TYPO3 on AWS - Scalability and Performance
Basic Issue
In the previous articles, I discussed the benefits of AWS and outlined the key migration strategies. I also provided an overview of security in the context of AWS. Once the infrastructure has been defined and all relevant security aspects have been taken into account, further adjustments to TYPO3 may be necessary. This is especially true if you want to automatically scale the Web servers and ensure optimum performance. Since TYPO3 is not cloud-ready by default, a number of precautions and modifications must be taken prior to the migration.
Architecture
The starting point for the following considerations is our previously featured AWS infrastructure from the second part of my series of articles (which can be found at this link). This AWS environment consists of two availability zones and several services: the core of the environment is the EC2 autoscaling group, which ensures the resiliency and high availability of the front-end. In addition, most components are redundant (database, redis). The TYPO3 must be adapted with regard to the infrastructure, especially the redundant web servers.
Adjustments in TYPO3
In our experience, the TYPO3 temp files cause the most problems in a multi-server setup. The typo3temp/ folder (or var/ folder, depending on whether there is a composer or non-composer-installation) contains both files that are important for the local cache and files that are shared between the EC2 instances and should therefore not be stored locally on an instance. The latter can cause data inconsistencies between the instances, so TYPO3 works optimally only on the instance where the temp files are stored locally.

§ **Collection entries**:
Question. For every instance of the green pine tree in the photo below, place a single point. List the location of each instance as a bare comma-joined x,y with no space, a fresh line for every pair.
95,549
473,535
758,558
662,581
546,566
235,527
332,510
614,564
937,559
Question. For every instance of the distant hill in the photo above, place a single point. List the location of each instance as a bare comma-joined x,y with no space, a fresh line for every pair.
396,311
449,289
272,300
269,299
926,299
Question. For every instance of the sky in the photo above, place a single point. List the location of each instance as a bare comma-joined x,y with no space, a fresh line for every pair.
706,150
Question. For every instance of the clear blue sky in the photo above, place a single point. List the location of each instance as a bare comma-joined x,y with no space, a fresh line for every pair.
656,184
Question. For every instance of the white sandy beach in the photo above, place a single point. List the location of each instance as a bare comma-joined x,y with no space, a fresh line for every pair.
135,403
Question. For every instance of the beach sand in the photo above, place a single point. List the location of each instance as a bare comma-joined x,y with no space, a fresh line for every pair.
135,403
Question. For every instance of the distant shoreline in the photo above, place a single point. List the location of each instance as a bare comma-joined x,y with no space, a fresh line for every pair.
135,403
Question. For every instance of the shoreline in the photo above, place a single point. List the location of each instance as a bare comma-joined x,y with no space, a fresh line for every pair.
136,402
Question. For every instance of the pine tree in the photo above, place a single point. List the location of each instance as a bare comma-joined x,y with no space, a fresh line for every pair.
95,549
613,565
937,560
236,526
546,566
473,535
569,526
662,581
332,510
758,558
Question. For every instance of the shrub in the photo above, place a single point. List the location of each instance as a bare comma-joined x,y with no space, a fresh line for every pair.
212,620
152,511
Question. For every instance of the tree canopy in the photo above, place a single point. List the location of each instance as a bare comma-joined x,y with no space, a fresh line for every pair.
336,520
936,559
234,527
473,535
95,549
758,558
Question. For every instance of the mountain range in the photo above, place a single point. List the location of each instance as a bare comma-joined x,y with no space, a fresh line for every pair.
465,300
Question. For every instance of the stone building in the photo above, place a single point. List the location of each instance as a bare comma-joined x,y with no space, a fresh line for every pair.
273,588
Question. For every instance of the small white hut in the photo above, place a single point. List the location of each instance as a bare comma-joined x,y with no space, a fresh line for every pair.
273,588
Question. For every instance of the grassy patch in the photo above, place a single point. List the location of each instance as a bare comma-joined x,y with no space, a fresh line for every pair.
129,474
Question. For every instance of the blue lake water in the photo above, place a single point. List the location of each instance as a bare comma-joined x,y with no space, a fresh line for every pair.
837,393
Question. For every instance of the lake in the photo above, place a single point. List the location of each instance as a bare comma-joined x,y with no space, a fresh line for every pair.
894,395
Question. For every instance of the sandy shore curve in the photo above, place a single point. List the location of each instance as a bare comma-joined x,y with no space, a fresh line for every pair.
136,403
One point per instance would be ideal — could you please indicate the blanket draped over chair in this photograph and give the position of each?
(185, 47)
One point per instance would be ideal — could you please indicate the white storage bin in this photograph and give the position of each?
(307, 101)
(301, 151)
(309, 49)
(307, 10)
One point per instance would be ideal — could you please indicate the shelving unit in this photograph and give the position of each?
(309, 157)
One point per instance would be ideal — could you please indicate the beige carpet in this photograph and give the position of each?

§ **EXERCISES TO COMPLETE**:
A – Count how many lines of the records contain the string "ideal", treating case as significant, and give only the number.
B – Extend the article on TYPO3 on AWS, starting after its final sentence.

§ **IN RESPONSE**:
A – 4

B –
A plausible solution would be to outsource these files to your Shared-Storage (NFS/EFS). However, the disadvantage of the NFS/EFS is that performance suffers at high load. NFS/EFS IOPS is based on the size of the storage volume (for example, for AWS, for GP2 volumes, the IOPS is 300 per 100 GB). Too many accesses can quickly deplete the volume's IOPS. In addition, access to shared storage involves a slight network latency, which is noticeable at a high request volume on the TYPO3. For these reasons, the cache can be significantly slowed down and thus no longer serves its purpose.
It is therefore a good idea to store everything that does not need to be shared locally so that the problems mentioned do not arise. Nevertheless, in a multi-server setup, dynamic files must be stored in a shared storage. This includes, for example, the images in the typo3temp/assets/folder and the fileadmin/ directory . Static files in directories such as typo3conf/ext/ or typo3conf/l10n/ can be deployed on all nodes. The file admin, to give another example, contains images and files that are within the so-called “editor realm”, that is to say, files that all instances must access. An identical data material on all EC2 instances is required here.
By virtue of making necessary files available on a NFS/EFS, one could assume that everything is prepared for scaling. However, you should make sure that only the necessary dynamic files have been stored on a NFS/EFS. I give you an example of how not to do it based on log files: If the log files are on the EFS, only one server can access them at a time, not multiple servers at the same time. Rather, a log file is written through one server and only then can the next server access it to avoid data inconsistencies. As a result, the fastest server can log first. In the worst case, this can cause the log file to add the log message of less busy servers first, even though they became active later. Here is an illustrative example:
Server 1 gets Request 10:53 and is under heavy load
Server 2 gets Request 10:54 and has no load
Log file in the worst case:
10:51 Logmessage: all good
10:52 Logmessage: all good
10:54 Logmessage from Server 2
10:53 Logmessage from Server 1
Logs should therefore be offloaded to a different storage, such as ELS or graylog. At root360 we store all logs on a separate EBS-Volume which is attached to a separate Bastion Host.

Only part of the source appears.